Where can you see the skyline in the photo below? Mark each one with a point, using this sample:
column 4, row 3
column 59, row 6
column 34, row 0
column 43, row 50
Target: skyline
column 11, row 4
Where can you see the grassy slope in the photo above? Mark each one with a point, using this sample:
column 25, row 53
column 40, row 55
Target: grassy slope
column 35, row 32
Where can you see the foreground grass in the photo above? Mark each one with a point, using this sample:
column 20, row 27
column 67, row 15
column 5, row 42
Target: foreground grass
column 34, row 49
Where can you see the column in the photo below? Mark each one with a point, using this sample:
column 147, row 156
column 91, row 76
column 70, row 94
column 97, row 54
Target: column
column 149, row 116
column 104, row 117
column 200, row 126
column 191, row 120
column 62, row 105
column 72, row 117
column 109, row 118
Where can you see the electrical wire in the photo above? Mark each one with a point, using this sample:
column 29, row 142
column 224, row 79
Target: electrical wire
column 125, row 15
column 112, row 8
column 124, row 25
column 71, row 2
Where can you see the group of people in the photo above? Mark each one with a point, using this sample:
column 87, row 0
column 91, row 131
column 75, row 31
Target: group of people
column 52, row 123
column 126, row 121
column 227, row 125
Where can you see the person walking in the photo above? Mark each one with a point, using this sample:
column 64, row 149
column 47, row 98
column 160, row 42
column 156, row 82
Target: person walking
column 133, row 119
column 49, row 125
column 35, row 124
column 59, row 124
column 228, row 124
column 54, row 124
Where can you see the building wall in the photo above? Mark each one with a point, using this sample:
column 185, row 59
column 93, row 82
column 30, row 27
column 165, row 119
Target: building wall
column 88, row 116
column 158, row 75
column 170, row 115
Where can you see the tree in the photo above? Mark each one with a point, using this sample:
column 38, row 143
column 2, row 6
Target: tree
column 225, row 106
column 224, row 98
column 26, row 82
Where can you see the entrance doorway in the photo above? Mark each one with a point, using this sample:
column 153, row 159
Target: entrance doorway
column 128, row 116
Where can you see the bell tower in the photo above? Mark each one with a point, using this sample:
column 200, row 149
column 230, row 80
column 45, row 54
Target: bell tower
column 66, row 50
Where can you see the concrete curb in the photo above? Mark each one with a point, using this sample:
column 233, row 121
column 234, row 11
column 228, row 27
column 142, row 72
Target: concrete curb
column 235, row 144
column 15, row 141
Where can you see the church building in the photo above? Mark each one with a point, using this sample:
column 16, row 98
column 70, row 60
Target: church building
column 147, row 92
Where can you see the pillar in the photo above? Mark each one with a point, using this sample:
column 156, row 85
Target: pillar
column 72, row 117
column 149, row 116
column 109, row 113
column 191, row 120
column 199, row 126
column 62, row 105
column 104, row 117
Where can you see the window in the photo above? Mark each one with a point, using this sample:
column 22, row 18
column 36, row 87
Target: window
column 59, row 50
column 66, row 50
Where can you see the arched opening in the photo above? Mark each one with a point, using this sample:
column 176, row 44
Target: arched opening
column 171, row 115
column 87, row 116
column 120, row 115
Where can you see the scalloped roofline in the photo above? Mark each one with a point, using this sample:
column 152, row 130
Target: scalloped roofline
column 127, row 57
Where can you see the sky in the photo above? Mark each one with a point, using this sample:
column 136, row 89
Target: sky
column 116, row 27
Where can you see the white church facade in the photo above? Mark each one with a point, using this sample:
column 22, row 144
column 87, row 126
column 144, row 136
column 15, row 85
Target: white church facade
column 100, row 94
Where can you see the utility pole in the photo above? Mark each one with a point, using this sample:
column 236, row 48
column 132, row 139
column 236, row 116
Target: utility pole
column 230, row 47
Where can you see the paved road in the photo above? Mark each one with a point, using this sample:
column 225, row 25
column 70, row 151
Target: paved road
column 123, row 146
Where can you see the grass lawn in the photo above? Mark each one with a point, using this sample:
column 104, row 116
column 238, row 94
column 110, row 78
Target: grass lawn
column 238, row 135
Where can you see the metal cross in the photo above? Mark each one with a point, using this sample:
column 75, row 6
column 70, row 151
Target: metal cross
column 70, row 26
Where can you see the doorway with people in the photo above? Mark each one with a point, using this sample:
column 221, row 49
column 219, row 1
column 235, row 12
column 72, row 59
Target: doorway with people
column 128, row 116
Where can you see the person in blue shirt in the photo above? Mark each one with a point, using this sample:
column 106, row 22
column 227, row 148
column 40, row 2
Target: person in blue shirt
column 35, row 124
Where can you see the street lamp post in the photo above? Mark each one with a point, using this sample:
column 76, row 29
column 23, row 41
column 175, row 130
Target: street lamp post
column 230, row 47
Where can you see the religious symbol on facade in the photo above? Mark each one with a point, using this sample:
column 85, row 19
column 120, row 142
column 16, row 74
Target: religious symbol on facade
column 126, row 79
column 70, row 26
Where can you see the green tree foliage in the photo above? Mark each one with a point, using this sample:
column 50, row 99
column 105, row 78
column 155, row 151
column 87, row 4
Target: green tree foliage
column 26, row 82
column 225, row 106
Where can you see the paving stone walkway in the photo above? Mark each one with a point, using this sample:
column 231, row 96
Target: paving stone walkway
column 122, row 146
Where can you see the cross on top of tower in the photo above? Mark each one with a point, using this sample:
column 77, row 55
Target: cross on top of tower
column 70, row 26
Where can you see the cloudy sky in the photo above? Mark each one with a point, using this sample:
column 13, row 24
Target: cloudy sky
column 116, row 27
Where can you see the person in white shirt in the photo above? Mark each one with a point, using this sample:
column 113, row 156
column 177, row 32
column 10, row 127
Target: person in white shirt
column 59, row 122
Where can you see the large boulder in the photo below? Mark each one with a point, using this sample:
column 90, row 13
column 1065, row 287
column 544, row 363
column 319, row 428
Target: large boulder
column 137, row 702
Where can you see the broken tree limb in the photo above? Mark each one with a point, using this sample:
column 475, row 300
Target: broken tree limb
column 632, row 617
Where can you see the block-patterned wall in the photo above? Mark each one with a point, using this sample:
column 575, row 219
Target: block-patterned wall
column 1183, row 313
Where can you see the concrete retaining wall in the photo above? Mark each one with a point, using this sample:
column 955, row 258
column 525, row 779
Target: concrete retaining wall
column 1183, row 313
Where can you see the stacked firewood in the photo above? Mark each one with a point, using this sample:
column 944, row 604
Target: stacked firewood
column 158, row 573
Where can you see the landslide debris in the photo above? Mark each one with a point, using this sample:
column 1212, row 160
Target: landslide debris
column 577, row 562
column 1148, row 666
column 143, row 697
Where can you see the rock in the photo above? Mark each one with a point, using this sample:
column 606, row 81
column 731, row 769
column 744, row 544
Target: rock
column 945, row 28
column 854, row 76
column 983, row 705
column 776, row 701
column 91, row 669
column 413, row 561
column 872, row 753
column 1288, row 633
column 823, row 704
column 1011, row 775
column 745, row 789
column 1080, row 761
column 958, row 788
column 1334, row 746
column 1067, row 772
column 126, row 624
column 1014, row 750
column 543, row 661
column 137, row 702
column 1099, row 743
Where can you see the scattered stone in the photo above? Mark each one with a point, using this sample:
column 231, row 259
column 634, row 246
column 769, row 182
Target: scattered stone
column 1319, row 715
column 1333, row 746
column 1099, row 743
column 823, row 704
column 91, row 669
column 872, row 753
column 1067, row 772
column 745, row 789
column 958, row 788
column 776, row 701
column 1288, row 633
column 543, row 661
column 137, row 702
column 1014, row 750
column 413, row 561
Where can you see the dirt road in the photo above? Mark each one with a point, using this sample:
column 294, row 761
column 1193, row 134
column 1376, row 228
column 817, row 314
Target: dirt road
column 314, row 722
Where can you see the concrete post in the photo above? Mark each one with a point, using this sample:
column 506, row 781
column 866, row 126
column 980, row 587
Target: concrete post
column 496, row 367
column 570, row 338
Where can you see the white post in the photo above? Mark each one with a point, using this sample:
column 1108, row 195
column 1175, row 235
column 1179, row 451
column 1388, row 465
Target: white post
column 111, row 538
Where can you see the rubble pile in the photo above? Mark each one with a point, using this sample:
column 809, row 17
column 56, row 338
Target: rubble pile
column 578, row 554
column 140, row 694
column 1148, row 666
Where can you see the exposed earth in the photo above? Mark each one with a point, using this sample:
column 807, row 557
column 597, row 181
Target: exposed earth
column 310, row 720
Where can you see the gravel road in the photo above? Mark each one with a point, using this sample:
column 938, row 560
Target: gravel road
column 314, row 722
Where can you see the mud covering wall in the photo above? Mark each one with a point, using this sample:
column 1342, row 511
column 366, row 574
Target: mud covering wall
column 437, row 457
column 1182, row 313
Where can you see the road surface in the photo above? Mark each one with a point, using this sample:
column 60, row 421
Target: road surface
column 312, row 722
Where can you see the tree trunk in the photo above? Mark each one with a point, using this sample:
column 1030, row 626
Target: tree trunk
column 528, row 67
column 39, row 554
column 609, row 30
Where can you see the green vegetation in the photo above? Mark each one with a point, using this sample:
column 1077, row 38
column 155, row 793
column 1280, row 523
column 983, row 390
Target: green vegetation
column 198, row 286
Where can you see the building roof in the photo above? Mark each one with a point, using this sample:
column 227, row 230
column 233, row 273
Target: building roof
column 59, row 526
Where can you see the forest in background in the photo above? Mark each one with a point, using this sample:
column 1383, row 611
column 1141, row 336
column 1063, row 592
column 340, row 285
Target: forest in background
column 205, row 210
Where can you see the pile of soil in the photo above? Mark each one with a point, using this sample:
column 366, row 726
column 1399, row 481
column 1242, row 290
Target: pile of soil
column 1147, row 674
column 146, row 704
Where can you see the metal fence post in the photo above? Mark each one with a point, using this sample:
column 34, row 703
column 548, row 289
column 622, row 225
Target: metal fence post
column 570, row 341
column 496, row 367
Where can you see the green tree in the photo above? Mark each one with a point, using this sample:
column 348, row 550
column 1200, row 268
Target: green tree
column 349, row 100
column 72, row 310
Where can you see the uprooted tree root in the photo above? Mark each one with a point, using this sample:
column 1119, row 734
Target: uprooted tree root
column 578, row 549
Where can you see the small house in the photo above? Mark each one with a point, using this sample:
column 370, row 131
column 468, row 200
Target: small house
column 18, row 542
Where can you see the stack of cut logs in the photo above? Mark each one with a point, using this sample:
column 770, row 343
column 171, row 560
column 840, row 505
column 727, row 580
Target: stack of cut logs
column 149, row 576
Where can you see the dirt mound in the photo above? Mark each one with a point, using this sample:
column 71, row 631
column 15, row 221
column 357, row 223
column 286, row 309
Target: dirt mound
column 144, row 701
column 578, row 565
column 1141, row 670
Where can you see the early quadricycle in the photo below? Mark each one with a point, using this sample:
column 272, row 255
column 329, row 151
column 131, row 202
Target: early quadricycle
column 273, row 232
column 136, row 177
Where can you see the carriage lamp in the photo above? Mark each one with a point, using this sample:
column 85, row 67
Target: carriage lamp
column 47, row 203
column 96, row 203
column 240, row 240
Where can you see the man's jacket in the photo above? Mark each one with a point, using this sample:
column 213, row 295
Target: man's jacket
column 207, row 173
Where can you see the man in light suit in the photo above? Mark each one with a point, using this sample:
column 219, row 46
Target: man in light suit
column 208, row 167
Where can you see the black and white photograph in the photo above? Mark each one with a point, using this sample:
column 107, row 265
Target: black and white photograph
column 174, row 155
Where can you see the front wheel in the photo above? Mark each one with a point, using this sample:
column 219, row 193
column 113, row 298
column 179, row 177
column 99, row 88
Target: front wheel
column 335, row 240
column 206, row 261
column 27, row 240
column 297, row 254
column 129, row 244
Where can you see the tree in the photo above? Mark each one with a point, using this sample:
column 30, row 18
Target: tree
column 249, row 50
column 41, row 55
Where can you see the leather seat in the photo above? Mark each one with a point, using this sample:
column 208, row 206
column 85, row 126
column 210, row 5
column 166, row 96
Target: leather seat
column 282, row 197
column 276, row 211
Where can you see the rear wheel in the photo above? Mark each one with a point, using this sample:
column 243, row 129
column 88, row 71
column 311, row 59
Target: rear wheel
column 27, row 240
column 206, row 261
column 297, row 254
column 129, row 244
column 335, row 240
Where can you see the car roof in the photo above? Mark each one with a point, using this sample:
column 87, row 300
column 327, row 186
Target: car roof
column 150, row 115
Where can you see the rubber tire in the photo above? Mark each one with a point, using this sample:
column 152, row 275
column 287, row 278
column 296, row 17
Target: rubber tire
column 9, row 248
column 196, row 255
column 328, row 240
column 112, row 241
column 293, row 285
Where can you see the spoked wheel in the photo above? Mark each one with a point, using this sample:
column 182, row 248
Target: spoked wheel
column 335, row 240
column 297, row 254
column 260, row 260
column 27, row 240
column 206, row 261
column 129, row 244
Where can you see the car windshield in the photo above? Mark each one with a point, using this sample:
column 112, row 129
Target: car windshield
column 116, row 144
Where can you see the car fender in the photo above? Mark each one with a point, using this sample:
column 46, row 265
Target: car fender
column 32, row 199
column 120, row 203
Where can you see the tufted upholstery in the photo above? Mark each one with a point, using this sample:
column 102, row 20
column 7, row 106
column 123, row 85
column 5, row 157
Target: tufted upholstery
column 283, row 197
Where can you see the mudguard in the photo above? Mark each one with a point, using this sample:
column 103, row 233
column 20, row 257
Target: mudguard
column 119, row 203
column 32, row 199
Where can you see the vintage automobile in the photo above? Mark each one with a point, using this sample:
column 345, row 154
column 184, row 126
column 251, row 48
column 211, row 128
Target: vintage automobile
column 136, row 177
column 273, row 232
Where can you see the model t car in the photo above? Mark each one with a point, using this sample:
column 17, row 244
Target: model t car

==*==

Assigned task: Copy out each line of the entries above that holds "model".

Expected answer:
Where can you see the model t car in the photo above? Mark each one with a point, using this sample:
Target: model t car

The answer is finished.